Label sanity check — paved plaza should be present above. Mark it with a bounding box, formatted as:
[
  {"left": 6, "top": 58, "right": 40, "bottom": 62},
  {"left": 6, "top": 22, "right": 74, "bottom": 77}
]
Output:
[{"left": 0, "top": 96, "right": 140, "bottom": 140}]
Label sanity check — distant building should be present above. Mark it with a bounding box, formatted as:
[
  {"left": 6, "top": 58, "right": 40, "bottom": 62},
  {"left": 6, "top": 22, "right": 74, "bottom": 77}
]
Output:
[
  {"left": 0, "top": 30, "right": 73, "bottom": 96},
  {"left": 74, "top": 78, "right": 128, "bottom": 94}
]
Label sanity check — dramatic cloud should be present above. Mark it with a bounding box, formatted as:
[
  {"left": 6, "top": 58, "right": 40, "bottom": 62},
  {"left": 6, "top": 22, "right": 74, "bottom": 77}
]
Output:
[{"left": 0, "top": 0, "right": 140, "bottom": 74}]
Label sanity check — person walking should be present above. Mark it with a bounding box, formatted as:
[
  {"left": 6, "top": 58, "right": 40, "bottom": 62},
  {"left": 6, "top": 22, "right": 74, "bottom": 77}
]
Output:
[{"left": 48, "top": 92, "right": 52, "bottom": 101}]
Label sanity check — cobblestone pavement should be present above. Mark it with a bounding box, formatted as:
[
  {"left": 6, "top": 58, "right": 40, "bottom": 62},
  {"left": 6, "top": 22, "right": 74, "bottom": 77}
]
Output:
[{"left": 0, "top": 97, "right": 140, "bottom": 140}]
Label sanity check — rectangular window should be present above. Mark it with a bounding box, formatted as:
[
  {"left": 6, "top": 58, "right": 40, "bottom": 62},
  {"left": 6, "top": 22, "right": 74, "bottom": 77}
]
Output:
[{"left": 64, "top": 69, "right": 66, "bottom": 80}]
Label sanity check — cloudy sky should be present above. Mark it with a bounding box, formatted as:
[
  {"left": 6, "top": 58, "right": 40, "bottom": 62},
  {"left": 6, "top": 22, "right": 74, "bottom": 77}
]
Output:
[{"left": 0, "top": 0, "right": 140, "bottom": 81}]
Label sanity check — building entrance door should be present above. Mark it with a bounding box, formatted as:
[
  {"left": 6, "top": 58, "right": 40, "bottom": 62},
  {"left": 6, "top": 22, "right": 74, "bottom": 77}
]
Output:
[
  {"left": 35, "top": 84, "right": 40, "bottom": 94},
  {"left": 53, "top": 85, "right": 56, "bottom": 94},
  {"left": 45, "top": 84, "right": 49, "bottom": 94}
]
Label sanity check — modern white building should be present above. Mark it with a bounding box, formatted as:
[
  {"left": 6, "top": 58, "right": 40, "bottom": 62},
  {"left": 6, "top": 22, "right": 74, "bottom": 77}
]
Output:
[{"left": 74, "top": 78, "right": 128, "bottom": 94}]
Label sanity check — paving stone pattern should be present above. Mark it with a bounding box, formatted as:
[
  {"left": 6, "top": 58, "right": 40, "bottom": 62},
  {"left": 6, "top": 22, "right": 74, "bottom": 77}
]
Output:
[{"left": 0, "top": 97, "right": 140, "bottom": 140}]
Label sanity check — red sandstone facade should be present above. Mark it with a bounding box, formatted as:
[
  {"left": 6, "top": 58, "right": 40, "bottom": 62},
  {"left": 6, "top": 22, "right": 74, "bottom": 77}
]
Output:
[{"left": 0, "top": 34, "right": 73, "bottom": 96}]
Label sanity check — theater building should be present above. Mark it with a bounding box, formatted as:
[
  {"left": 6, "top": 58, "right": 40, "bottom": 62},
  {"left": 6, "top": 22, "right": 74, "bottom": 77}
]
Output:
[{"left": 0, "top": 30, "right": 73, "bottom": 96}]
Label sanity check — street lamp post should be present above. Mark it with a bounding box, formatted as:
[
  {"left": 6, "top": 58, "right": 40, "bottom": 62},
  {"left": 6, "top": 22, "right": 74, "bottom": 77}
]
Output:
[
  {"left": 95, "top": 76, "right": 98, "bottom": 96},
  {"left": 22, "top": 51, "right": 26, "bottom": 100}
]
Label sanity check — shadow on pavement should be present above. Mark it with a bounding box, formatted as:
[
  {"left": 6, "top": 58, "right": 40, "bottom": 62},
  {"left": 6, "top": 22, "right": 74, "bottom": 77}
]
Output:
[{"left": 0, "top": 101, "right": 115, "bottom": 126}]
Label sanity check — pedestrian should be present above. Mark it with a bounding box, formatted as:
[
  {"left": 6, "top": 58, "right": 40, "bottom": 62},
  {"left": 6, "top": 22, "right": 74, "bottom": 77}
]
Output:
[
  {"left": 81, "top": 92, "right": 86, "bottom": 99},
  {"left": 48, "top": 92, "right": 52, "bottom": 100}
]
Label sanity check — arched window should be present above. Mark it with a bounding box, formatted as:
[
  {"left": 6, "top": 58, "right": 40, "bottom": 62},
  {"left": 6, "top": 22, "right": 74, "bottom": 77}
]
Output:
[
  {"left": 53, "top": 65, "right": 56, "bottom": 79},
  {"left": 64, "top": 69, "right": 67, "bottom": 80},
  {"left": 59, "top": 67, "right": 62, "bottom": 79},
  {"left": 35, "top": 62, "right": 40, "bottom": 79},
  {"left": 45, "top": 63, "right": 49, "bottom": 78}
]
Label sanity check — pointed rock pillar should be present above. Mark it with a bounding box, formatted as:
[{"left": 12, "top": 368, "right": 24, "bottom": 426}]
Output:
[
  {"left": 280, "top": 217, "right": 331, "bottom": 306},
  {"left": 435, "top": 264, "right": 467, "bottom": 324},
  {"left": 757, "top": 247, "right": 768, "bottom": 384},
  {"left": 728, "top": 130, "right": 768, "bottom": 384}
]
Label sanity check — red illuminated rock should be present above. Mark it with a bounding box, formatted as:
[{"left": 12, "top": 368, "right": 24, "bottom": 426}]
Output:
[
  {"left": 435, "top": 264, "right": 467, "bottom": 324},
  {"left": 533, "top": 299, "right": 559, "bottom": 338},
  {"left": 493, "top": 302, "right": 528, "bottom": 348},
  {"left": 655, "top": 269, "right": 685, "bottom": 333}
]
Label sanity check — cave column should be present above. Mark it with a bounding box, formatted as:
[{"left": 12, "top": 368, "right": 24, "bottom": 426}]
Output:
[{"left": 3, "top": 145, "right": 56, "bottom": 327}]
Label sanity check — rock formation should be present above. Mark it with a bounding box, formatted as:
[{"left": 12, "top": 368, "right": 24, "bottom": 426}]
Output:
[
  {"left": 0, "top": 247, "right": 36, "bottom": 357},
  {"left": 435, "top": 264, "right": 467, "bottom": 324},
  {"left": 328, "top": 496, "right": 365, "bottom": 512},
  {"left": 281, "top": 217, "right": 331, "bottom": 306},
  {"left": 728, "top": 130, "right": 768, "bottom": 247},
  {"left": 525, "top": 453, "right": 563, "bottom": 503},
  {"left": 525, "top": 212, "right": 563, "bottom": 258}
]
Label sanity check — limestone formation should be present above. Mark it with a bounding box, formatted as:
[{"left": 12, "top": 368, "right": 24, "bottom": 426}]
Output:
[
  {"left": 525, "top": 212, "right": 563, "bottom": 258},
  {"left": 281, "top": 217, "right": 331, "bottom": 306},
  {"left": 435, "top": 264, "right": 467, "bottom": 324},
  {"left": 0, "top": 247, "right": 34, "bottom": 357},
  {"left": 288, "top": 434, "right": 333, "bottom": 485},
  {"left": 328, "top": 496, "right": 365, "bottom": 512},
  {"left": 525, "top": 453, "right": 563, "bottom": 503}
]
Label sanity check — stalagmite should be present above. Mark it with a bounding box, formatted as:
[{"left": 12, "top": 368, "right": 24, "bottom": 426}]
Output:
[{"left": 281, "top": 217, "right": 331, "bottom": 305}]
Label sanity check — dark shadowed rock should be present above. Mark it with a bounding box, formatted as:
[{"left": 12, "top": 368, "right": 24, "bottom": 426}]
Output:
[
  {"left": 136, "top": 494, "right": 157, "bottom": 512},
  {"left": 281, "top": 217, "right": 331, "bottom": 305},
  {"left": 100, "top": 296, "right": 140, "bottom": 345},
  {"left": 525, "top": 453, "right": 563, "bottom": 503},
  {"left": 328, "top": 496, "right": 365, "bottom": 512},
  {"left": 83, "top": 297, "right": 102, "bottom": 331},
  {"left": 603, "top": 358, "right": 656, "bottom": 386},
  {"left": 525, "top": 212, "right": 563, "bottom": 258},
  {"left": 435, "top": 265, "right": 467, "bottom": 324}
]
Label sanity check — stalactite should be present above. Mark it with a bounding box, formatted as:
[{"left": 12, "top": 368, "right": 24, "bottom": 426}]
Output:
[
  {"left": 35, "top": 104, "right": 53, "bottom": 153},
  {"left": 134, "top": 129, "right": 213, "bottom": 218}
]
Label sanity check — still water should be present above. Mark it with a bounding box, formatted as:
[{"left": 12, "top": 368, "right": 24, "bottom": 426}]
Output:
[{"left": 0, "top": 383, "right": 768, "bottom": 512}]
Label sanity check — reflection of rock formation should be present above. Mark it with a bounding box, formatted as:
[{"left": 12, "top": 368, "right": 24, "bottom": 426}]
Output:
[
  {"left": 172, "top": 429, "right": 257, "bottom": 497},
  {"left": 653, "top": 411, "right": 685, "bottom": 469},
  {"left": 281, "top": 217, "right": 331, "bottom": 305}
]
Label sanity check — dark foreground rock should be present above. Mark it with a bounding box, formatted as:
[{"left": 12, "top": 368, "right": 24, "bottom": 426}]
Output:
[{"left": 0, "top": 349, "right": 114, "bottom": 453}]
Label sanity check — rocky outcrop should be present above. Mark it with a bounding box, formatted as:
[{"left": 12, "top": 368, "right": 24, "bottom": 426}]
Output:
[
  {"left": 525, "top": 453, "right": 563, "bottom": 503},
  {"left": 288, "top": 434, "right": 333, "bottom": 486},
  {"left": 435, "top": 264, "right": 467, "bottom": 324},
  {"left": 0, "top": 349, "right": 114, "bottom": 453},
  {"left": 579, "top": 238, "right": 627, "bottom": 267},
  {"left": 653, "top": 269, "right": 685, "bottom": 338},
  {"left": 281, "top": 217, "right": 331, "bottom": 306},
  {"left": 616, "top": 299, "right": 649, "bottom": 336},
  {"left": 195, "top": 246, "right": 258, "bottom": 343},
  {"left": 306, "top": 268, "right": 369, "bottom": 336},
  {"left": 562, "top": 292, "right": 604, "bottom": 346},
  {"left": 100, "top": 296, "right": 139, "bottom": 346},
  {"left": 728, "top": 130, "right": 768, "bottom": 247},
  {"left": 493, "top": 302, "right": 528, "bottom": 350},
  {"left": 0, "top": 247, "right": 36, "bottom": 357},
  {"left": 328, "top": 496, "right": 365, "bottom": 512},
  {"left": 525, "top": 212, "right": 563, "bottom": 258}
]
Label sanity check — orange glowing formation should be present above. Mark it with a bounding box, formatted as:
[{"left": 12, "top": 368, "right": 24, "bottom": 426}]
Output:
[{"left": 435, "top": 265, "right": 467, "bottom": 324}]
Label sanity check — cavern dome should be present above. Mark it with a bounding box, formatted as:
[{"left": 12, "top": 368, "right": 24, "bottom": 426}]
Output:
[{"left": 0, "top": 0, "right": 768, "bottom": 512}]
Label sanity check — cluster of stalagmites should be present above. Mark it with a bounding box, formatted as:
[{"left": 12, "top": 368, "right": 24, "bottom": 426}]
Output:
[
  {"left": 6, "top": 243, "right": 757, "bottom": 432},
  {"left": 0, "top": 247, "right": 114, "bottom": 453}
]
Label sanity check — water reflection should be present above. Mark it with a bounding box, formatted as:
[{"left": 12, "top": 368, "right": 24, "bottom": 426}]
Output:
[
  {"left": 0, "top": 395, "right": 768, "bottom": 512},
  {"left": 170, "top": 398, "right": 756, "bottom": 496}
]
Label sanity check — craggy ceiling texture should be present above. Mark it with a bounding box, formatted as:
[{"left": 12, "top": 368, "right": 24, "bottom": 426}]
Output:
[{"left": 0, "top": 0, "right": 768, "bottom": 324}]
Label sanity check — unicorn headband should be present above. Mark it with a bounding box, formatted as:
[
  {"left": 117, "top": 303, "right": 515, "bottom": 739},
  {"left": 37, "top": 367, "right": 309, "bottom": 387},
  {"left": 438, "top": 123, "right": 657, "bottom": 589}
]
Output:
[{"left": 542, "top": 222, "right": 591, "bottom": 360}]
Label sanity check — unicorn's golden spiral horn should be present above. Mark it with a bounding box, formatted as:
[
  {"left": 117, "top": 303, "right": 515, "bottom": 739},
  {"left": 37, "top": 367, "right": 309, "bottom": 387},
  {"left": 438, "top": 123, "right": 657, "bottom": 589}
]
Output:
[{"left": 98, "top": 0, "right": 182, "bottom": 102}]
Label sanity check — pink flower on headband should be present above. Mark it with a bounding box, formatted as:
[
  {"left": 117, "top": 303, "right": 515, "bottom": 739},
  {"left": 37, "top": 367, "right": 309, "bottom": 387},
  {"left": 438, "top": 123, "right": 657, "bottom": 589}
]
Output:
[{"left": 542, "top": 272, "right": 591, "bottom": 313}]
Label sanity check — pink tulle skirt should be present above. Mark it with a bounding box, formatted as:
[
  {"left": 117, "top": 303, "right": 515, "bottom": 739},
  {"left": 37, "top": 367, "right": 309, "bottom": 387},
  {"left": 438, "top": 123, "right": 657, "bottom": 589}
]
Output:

- **Given problem**: Pull out every line of the items above that contains the string "building", matching case exactly.

- **Completed task**:
Label sanity check — distant building should be present above. Mark it with a bounding box, formatted as:
Label sanity check — building entrance door should be present above. Mark it with a bounding box, formatted as:
Label sanity check — modern white building should be present above. Mark it with a bounding box, formatted as:
Label sanity check — theater building should be present above. Mark it with a bounding box, formatted as:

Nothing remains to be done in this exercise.